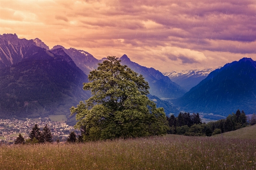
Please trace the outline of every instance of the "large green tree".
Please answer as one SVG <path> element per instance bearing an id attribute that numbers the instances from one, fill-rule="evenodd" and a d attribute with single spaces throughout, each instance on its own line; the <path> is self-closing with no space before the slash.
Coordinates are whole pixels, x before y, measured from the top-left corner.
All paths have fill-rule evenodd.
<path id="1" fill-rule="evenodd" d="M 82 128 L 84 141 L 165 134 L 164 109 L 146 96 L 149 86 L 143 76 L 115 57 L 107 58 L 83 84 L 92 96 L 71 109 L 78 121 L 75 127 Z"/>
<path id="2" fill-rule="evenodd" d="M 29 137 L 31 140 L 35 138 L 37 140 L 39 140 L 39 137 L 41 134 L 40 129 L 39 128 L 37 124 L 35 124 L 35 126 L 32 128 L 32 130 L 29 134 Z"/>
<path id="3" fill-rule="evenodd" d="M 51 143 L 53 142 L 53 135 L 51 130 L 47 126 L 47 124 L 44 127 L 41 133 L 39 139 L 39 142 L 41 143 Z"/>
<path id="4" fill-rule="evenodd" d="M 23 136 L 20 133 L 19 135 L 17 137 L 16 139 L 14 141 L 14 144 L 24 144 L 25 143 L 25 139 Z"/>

* * *

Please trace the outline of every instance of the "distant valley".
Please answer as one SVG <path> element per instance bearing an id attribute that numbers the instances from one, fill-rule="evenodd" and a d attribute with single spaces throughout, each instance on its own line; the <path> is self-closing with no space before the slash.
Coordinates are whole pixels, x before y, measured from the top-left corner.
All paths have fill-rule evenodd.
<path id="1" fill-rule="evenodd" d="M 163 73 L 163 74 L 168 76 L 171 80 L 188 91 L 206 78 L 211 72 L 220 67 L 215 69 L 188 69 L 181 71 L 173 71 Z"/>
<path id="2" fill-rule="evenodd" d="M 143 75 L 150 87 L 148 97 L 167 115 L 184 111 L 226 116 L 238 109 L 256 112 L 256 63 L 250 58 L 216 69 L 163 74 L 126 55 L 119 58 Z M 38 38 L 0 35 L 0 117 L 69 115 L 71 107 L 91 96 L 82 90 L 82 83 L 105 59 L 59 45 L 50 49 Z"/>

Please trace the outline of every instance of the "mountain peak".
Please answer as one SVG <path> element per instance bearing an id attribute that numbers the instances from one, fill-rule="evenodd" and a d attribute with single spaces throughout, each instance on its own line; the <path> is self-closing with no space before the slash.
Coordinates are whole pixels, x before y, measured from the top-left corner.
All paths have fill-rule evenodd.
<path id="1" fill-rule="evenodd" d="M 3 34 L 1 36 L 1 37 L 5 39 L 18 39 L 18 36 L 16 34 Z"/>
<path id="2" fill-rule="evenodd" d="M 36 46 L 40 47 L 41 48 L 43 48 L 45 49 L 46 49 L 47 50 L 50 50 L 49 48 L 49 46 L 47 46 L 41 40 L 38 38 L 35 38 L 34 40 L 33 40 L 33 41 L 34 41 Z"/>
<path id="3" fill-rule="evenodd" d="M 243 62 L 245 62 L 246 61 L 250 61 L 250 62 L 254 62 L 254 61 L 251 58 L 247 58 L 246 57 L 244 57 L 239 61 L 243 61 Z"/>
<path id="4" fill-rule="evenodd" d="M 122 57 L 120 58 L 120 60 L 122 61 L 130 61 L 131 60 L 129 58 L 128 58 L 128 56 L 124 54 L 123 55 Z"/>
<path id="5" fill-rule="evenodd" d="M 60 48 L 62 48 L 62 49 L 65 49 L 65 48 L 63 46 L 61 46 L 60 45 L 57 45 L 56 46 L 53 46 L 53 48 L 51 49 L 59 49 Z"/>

▸ **TO DO**
Locate each line in the records that contains the string "every", and copy those lines out in full.

▸ **COMPLETED TASK**
Please trace the outline of every instance of the "large green tree".
Please trace the outline of every instance of the "distant valley".
Please trace the outline of every instance of the "mountain peak".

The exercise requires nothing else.